Extract provided section start

One Night---Not Long Enough!!!

Today is my husband's 30th birthday!!!
We had a kid-free night last night because we celebrated up in Denver with friends! A great time was had by all; however, I'm quickly realizing one night without kids was NOT long enough! I know I must sound like the most selfish person alive, but moms and dads need breaks and for Jori & I they don't come often enough unfortunately. Plus, we got home around 2:00 am and had to pick up our kids at 8:00 am. 5 hours of sleep probably doesn't help my mood this morning!!! I just think to myself, we'd probably be better parents if we had MORE breaks. It seems as if all of our friends around us have breaks constantly---oh, wait---that's cause they do!!! It's hard not to compare and be jealous I must admit. I feel so worn down and out all the time. I want to be a better parent. I want to have more patience and love and spend quality time with my kids. I also need to feel refreshed and rejuvenated from time to time. I think people assume since I have family in town we get breaks all the time---WRONG! My parents travel all of the time for my dad's job and my sister, she's busy; I feel bad asking. I've decided we need a live-in nanny! ha! Like that would ever happen. Lately I've felt so overwhelmed and frustrated by the shouting, pinching, screaming, crying, fighting & whining that I want to crawl into fetal position and cry myself. I also realize there are other moms out there that have way more children than me, but God knows I can't even handle the two I have...hence why I'm venting about my poor mothering skills. It's just that being a mother is a hard job & frankly a job that I have wanted to quit in the last few weeks! Is it so much to ask to have compliant, obedient children. =)I know the answer to this already, no need to respond.

Ok, I think I'm done. I do feel a bit better. More self-therapy through blogging. It's been a while.

Extract provided section end

* Work request *
Answer these questions from the post about the kid-free night:
1. Where did the writer and friends celebrate the birthday?
2. What time did they get home, and what time did they have to pick up the kids?
3. Why are the writer's parents often unavailable to help?

Listed entries section start

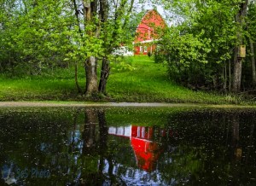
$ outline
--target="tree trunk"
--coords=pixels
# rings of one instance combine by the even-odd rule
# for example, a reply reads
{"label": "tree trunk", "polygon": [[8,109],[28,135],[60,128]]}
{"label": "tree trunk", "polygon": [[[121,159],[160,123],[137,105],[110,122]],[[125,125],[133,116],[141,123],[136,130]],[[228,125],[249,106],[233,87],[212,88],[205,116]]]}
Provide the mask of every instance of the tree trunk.
{"label": "tree trunk", "polygon": [[[237,44],[242,44],[242,30],[244,24],[244,17],[248,5],[248,0],[246,0],[240,3],[240,9],[236,15],[236,22],[238,23],[239,28],[237,32]],[[238,46],[235,46],[234,53],[234,71],[233,71],[233,81],[232,81],[232,91],[238,92],[241,88],[241,61],[242,60],[238,56]]]}
{"label": "tree trunk", "polygon": [[254,57],[254,46],[252,39],[250,39],[250,50],[251,50],[253,84],[253,86],[255,86],[256,85],[255,57]]}
{"label": "tree trunk", "polygon": [[107,80],[109,76],[109,72],[110,72],[109,61],[106,57],[104,57],[102,59],[101,79],[99,84],[99,92],[103,93],[105,95],[106,95]]}
{"label": "tree trunk", "polygon": [[97,59],[89,57],[85,61],[86,90],[85,95],[90,96],[98,93],[97,86]]}
{"label": "tree trunk", "polygon": [[241,88],[241,59],[238,57],[238,48],[235,49],[232,91],[238,92]]}
{"label": "tree trunk", "polygon": [[82,93],[82,89],[80,88],[79,84],[79,80],[78,80],[78,64],[75,64],[75,83],[76,83],[76,87],[78,89],[79,93]]}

Listed entries section end

* Solved exercise *
1. Up in Denver.
2. They got home around 2:00 am and had to pick up the kids at 8:00 am.
3. They travel all the time for the writer's dad's job.